> [Exercise details]: State the number of lines with "below" in the listing, leaving out everything else.

> [The records]:
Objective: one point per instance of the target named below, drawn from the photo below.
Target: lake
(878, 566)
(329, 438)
---
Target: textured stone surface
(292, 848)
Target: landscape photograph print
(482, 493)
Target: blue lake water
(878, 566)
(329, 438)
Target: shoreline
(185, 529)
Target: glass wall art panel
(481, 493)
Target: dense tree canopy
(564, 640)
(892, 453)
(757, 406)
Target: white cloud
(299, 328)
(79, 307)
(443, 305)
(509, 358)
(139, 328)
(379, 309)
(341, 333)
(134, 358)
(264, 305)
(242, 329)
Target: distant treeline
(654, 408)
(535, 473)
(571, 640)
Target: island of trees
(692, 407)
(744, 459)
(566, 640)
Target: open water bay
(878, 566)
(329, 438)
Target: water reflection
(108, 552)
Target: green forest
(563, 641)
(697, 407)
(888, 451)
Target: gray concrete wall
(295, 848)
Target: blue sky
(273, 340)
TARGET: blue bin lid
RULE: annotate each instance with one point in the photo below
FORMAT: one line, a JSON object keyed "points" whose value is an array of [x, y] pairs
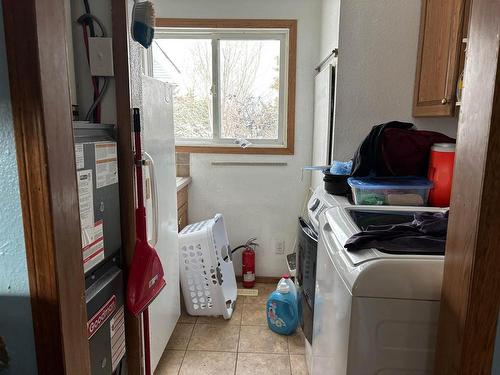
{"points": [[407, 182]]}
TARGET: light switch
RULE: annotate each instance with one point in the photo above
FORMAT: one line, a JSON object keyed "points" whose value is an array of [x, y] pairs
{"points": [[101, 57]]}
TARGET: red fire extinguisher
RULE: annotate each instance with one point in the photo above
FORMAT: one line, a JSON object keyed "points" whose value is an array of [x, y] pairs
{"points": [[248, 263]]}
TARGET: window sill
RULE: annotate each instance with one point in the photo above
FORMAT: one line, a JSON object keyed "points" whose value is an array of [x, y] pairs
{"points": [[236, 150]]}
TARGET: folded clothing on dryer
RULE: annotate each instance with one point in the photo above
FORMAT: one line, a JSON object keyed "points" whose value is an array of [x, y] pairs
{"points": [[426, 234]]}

> [Written response]: 2